## [Text excerpt]
Back to Mathematics

Part 12: Projects & Applications

April 26, 2026 Wasil Zafar 25 min read

The final capstone of the series. We build four complete ML algorithms from scratch using only NumPy, tracing every line of code back to the mathematical foundation built across Parts 1–11: linear regression, Naive Bayes, PCA, and a two-layer neural network with backpropagation.

Table of Contents

  1. Math-to-Algorithm Map
  2. Project 1: Linear Regression
  3. Project 2: Naive Bayes
  4. Project 3: PCA
  5. Project 4: Neural Network
  6. Roadmap for Further Study
  7. Series Conclusion

Math-to-Algorithm Map

Before we build, here is the explicit connection between the prior 11 parts and the algorithms we will implement:

AlgorithmCore Math PartsKey Concepts Used
Linear Regression (OLS + GD)Parts 7, 8, 9Normal equations $X^\top X \mathbf{w} = X^\top \mathbf{y}$, MSE loss gradient $\nabla_\mathbf{w}\mathcal{L}$, gradient descent update
Naive Bayes ClassifierParts 2, 4, 6Bayes' theorem $P(C|\mathbf{x})$, conditional independence assumption, log-likelihood for numerical stability
PCAParts 5, 7, 10Covariance matrix, eigendecomposition, variance explained by eigenvectors, projection
2-Layer Neural NetworkParts 7, 8, 9Matrix multiply forward pass, chain rule backprop, sigmoid activation, binary cross-entropy, gradient descent

Project 1: Linear Regression from Scratch

We implement both the closed-form normal equations (Part 7) and gradient descent (Part 8), and verify they agree.

## [Provided information]
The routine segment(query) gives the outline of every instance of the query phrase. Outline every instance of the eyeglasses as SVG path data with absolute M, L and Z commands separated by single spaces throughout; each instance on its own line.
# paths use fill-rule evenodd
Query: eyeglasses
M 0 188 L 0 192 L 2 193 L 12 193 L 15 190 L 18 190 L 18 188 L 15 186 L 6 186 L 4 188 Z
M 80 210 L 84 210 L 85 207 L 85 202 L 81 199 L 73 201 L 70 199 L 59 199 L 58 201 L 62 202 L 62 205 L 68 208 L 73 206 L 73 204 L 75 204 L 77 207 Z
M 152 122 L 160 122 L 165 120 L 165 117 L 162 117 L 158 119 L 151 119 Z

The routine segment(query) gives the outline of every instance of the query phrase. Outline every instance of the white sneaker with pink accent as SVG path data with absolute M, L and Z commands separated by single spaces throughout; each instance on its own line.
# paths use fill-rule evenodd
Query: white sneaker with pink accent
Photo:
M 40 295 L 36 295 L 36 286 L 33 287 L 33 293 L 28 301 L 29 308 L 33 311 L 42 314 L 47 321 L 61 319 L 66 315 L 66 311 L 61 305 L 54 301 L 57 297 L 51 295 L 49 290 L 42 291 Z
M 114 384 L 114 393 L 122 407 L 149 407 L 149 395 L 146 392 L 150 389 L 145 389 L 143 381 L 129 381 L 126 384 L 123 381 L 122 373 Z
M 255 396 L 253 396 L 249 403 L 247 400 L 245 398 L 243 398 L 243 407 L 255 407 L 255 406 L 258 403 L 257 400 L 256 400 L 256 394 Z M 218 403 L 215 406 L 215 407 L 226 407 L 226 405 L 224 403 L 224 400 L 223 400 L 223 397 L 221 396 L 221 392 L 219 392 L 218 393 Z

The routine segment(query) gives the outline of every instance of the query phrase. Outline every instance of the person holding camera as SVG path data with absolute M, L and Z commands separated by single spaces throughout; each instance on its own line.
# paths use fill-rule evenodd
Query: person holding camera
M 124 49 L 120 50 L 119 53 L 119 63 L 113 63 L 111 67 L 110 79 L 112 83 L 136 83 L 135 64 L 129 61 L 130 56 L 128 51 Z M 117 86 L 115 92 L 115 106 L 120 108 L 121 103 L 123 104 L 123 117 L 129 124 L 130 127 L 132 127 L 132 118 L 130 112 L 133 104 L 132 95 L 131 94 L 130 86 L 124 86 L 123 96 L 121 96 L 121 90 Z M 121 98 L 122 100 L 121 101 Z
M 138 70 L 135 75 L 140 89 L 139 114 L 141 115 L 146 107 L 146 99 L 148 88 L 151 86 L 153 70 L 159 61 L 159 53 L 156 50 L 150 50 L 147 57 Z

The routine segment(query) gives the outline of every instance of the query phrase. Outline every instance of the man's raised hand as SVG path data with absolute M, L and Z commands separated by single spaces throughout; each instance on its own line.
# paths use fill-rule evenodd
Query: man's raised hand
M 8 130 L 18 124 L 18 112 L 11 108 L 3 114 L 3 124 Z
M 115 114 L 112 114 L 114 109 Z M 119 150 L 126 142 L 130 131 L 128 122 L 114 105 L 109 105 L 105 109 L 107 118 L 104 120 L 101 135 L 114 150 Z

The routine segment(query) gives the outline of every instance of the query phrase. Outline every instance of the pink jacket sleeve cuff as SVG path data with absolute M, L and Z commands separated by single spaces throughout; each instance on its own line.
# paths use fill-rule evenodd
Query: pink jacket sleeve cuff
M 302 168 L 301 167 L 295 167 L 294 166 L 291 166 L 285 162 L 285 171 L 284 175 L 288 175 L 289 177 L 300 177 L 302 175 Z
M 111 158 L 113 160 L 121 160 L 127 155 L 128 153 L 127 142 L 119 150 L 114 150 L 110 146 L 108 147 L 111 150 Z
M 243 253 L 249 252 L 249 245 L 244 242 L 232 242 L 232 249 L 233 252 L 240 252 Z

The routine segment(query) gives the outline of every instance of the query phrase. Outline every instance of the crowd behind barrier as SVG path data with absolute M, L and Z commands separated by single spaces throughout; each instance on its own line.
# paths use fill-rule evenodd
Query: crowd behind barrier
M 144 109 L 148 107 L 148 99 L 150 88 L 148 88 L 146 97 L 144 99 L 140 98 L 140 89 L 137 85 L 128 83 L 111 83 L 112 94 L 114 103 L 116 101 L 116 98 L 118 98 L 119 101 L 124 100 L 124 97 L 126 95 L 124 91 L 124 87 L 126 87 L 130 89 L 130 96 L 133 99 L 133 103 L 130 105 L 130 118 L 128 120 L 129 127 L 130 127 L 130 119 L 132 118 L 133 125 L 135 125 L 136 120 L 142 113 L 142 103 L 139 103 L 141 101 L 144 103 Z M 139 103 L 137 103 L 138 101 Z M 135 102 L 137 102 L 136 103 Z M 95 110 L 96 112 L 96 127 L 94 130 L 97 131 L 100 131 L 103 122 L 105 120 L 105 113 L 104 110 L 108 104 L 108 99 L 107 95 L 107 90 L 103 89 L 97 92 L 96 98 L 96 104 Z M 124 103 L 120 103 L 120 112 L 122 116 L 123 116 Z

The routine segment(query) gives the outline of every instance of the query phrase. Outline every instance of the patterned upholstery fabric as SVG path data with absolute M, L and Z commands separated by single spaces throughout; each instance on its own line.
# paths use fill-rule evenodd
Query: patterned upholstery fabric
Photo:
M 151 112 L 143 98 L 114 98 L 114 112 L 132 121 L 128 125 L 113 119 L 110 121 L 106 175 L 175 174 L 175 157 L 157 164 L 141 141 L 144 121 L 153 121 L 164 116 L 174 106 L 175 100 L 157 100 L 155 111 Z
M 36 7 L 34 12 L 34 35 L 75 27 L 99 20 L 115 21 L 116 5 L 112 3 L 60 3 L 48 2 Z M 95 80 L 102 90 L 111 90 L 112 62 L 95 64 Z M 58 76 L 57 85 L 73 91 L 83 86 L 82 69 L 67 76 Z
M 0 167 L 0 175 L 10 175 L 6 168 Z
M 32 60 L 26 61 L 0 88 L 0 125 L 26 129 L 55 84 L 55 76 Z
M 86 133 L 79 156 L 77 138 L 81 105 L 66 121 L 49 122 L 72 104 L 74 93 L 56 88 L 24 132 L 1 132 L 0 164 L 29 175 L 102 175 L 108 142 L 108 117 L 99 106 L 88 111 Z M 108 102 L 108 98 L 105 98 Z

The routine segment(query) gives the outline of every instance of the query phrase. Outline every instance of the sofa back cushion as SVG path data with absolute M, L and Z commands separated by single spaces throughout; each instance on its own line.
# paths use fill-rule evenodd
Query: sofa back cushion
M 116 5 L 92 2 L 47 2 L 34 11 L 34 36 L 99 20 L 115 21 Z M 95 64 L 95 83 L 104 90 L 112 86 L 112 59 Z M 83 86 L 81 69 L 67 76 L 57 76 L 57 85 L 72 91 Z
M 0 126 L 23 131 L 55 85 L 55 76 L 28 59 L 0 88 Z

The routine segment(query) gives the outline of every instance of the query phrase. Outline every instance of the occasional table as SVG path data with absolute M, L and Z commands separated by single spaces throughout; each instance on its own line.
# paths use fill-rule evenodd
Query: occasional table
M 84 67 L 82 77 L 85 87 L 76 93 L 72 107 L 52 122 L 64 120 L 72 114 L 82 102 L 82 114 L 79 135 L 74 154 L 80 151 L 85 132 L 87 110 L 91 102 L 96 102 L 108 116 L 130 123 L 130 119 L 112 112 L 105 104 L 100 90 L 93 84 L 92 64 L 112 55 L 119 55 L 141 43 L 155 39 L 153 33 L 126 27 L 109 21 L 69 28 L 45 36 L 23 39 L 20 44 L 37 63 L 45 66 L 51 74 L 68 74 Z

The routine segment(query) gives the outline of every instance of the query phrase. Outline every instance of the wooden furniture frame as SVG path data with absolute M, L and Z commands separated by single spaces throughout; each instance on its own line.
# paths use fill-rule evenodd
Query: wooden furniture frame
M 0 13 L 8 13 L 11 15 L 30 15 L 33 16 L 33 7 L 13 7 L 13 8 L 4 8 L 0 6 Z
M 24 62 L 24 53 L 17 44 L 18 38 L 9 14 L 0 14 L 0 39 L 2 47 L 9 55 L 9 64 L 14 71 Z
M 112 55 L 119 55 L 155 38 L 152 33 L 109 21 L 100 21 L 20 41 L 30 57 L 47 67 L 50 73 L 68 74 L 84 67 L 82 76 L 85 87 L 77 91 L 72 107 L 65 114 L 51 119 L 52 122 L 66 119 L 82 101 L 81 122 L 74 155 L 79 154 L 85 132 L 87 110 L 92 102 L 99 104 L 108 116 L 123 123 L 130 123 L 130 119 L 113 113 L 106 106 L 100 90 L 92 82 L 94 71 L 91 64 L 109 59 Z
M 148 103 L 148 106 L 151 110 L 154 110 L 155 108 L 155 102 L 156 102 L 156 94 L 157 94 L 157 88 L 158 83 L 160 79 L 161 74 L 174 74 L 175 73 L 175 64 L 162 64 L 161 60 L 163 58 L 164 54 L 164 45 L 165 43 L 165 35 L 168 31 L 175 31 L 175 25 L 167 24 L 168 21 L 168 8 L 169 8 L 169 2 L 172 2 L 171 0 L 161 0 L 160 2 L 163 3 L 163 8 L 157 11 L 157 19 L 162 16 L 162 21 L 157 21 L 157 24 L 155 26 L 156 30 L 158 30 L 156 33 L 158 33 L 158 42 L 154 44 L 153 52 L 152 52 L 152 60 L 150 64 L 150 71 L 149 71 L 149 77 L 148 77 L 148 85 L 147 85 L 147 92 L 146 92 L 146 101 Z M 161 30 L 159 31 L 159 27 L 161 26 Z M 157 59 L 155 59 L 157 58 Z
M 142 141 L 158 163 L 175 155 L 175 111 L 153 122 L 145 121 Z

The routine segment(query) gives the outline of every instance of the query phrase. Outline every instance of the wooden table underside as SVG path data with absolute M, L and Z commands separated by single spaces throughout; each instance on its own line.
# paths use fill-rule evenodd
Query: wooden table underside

## [Objective 1]
Output the passage of the page on building machine learning algorithms from scratch, from "Before we build, here" to "verify they agree.".
## [Objective 2]
List every algorithm named in the Algorithm column of the math-to-algorithm table on the page about building machine learning algorithms from scratch.
## [Objective 3]
Write the next part of the page on building machine learning algorithms from scratch, picking up after its final sentence.

## [Task answer 1]
Before we build, here is the explicit connection between the prior 11 parts and the algorithms we will implement:

AlgorithmCore Math PartsKey Concepts Used
Linear Regression (OLS + GD)Parts 7, 8, 9Normal equations $X^\top X \mathbf{w} = X^\top \mathbf{y}$, MSE loss gradient $\nabla_\mathbf{w}\mathcal{L}$, gradient descent update
Naive Bayes ClassifierParts 2, 4, 6Bayes' theorem $P(C|\mathbf{x})$, conditional independence assumption, log-likelihood for numerical stability
PCAParts 5, 7, 10Covariance matrix, eigendecomposition, variance explained by eigenvectors, projection
2-Layer Neural NetworkParts 7, 8, 9Matrix multiply forward pass, chain rule backprop, sigmoid activation, binary cross-entropy, gradient descent

Project 1: Linear Regression from Scratch

We implement both the closed-form normal equations (Part 7) and gradient descent (Part 8), and verify they agree.

## [Task answer 2]
Linear Regression (OLS + GD)
Naive Bayes Classifier
PCA
2-Layer Neural Network

## [Task answer 3]
Math Recap: OLS closed form minimizes $\mathcal{L}(\mathbf{w}) = \|\mathbf{y} - X\mathbf{w}\|_2^2$. Setting $\nabla_\mathbf{w}\mathcal{L} = 0$ gives $\mathbf{w}^* = (X^\top X)^{-1} X^\top \mathbf{y}$. Gradient descent uses $\mathbf{w} \leftarrow \mathbf{w} - \eta \nabla_\mathbf{w}\mathcal{L}$ where $\nabla_\mathbf{w}\mathcal{L} = \frac{2}{n}X^\top(X\mathbf{w} - \mathbf{y})$.
import numpy as np

# ---- Generate synthetic data ----
np.random.seed(42)
n, d = 100, 3
X_raw = np.random.randn(n, d)
true_w = np.array([2.0, -1.5, 0.8])
y = X_raw @ true_w + 0.5 * np.random.randn(n)

# Add bias column (intercept)
X = np.column_stack([np.ones(n), X_raw])   # (100, 4)

# ---- Method 1: Normal Equations (closed form) ----
w_ols = np.linalg.solve(X.T @ X, X.T @ y)
y_pred_ols = X @ w_ols
mse_ols = np.mean((y - y_pred_ols)**2)
print("Normal Equations:")
print(f"  Coefficients: {np.round(w_ols, 4)}")
print(f"  MSE: {mse_ols:.6f}")

# ---- Method 2: Gradient Descent ----
def linear_regression_gd(X, y, lr=0.01, n_epochs=1000):
    n, p = X.shape
    w = np.zeros(p)
    losses = []
    for _ in range(n_epochs):
        y_hat = X @ w
        loss = np.mean((y - y_hat)**2)
        losses.append(loss)
        grad = (2 / n) * (X.T @ (y_hat - y))
        w -= lr * grad
    return w, losses

w_gd, losses = linear_regression_gd(X, y, lr=0.05, n_epochs=500)
y_pred_gd = X @ w_gd
mse_gd = np.mean((y - y_pred_gd)**2)
print("\nGradient Descent:")
print(f"  Coefficients: {np.round(w_gd, 4)}")
print(f"  MSE: {mse_gd:.6f}")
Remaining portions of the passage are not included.